What to work on:
1. In the abstract on postfracture care for Medicare recipients, which years of prescription data did the study use?
2. Continue the abstract on postfracture care for Medicare recipients from the point where it stops.

To assess uptake of postfracture care guidelines in community-dwelling Medicare recipients with fractures.

Design

Retrospective observational cohort study.

Setting

Claims-based study using U.S. Medicare administrative inpatient, outpatient (2003–2010), and prescription (2006–2010) data.

Participants

Individuals aged 68 and older who survived at least 12 months after a fracture of the hip, radius, or humerus.

Measurements

Poisson regression modeled factors, including participant characteristics, comorbidities and hospital referral region (HRR), associated with bone density testing or osteoporosis pharmacotherapy in the 6 months after fracture. Models were repeated for participants with no osteoporosis care observed before fracture (attention naïve).

Given records:

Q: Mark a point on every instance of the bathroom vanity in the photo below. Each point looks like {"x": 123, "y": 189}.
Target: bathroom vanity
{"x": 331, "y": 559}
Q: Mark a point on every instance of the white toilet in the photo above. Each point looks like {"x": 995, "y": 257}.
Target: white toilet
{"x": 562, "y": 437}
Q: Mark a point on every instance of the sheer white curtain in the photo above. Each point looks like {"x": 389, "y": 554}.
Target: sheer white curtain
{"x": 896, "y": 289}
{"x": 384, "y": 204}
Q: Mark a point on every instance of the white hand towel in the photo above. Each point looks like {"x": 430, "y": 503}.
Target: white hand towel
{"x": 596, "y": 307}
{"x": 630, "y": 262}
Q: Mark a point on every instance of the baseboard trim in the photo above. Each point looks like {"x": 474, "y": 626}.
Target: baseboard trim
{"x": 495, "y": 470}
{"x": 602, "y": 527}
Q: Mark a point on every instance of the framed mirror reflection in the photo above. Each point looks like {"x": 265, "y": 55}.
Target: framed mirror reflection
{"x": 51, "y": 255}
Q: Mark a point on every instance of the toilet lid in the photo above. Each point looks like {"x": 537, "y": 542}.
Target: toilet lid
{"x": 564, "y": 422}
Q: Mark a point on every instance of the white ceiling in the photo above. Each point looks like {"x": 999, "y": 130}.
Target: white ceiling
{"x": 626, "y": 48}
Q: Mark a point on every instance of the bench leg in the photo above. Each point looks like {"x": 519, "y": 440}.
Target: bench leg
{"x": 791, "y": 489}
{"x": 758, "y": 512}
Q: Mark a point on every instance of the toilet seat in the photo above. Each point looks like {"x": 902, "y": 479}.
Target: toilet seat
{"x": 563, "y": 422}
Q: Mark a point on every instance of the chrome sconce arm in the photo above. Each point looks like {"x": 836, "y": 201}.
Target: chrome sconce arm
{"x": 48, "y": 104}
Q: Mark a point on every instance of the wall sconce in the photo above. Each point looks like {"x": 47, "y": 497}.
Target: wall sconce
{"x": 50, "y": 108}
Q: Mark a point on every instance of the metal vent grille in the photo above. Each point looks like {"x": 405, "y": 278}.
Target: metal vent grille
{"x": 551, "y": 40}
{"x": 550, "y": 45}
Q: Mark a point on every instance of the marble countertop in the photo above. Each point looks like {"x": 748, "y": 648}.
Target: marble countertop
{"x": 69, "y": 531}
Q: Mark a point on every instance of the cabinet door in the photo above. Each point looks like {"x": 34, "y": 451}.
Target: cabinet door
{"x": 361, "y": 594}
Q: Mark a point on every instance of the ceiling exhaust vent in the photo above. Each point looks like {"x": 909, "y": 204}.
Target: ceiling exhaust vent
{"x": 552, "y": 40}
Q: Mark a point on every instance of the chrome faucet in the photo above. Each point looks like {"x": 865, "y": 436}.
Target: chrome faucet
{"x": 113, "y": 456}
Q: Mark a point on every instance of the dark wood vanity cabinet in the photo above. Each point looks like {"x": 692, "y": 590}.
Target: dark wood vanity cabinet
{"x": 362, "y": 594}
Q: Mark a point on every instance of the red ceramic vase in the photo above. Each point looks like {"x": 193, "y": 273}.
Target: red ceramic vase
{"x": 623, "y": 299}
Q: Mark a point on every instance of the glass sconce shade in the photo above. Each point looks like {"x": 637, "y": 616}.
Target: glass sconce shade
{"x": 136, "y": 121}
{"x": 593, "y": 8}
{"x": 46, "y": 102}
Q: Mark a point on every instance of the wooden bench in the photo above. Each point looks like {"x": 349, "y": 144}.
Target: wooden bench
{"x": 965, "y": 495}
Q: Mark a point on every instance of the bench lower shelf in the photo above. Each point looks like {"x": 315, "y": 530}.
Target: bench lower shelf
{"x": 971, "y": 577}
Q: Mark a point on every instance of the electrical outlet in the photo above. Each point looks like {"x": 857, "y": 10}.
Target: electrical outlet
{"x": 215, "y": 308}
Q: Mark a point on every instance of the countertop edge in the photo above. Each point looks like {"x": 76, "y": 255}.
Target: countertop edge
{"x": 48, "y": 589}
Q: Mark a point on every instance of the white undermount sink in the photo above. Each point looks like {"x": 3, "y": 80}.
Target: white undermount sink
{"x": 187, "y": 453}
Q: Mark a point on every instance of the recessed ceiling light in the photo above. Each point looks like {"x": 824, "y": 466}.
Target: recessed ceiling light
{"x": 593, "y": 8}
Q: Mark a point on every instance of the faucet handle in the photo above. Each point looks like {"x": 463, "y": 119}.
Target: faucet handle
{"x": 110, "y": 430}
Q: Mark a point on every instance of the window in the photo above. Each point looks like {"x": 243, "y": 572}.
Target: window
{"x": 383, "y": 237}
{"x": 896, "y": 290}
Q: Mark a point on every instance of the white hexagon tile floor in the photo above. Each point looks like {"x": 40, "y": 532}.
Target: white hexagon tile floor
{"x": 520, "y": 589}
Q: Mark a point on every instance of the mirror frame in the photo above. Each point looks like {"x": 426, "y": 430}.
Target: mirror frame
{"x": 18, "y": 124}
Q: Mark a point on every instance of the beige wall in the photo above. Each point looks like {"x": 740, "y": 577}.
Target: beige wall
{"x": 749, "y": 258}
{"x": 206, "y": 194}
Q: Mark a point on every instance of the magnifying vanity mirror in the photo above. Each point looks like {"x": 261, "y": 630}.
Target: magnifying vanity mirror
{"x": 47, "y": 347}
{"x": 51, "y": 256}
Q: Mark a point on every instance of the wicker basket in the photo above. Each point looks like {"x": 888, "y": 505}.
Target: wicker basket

Results for each task:
1. 2006–2010

2.
Results

In 61,832 individuals with fractures, mean age was 80.6, 87.0% were female, 88.5% were white, 2.6% were black, and 62.1% were attention naïve at the time of fracture; 21.8% received testing, pharmacotherapy, or both in the 6 months after fracture. In adjusted models, factors associated with significantly lower likelihood of receiving this care were black race, male sex, and an upper extremity fracture (vs hip). In models restricted to attention-naïve participants, the same factors were associated with lower relative risk of receiving care. Adjusted HRR-level care rates ranged from 14.7% to 22.9% (10th to 90th percentile). The proportion receiving care increased from 2006 to 2009.

Conclusion

Postfracture osteoporosis care was uncommon, particularly in black and male participants. Care increased over time, but for most, a fracture was insufficient to trigger effective secondary prevention, especially for participants who were not receiving prefracture osteoporosis attention. Clinicians and policy-makers must consider effective remedies to this persistent care gap.